— DATA IN THIS EXERCISE —
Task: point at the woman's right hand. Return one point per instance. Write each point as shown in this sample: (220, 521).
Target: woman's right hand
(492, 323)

* * *

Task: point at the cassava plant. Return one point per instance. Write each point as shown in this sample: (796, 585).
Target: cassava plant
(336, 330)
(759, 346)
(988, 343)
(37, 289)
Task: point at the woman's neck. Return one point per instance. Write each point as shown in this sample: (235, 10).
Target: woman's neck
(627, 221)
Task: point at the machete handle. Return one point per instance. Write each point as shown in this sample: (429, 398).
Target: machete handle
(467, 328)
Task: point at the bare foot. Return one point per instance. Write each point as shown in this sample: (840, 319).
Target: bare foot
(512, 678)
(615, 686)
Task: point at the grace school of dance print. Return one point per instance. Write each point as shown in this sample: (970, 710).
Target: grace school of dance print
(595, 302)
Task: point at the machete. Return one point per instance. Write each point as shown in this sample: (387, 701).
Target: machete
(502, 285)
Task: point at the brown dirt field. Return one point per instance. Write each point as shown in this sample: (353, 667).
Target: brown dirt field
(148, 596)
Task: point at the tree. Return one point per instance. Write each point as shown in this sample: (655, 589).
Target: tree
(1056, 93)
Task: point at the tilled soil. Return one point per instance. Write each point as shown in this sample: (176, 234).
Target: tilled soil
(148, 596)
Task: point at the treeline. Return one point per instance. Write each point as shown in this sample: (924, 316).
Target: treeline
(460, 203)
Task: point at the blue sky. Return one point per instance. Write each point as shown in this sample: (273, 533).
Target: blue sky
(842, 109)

— DIRECTIONS FOR THIS TASK —
Show each line in the items above that contains the string "sample", treating uppercase and lowercase as different.

— FULL OUTPUT —
Task: point at the woman's right hand. Return one point per instance. Write each point as shown in this sample: (220, 521).
Task: point at the cassava plant. Return one point per instance. Write each point as shown in this sample: (796, 585).
Task: point at the woman's neck. Return one point per instance. Write each point as shown in this sample: (235, 10).
Task: point at the machete handle. Return one point per instance. Write each point as shown in this sample: (429, 398).
Task: point at the bare foot. Return one point per instance. Write each point as shown in this sample: (840, 319).
Task: point at the grace school of dance print. Return one point per instance. Write each point as shown in this sample: (970, 710).
Task: point at the machete. Return one point per instance. Write each point as shown in this sample: (387, 701).
Task: point at the brown dirt field. Return one point per instance. Write each point as shown in this sample: (353, 667).
Task: point at the tree. Return one point per instance. Write each point as shown in this sample: (655, 589).
Task: point at the tilled soil. Return one point per instance. Write each point as shown in this sample: (176, 234).
Task: point at the treeline. Return one point per instance. Write each point as shown in this sample: (924, 316).
Task: point at the blue sky. Return one point per instance. Write each point as shown in this sample: (273, 533).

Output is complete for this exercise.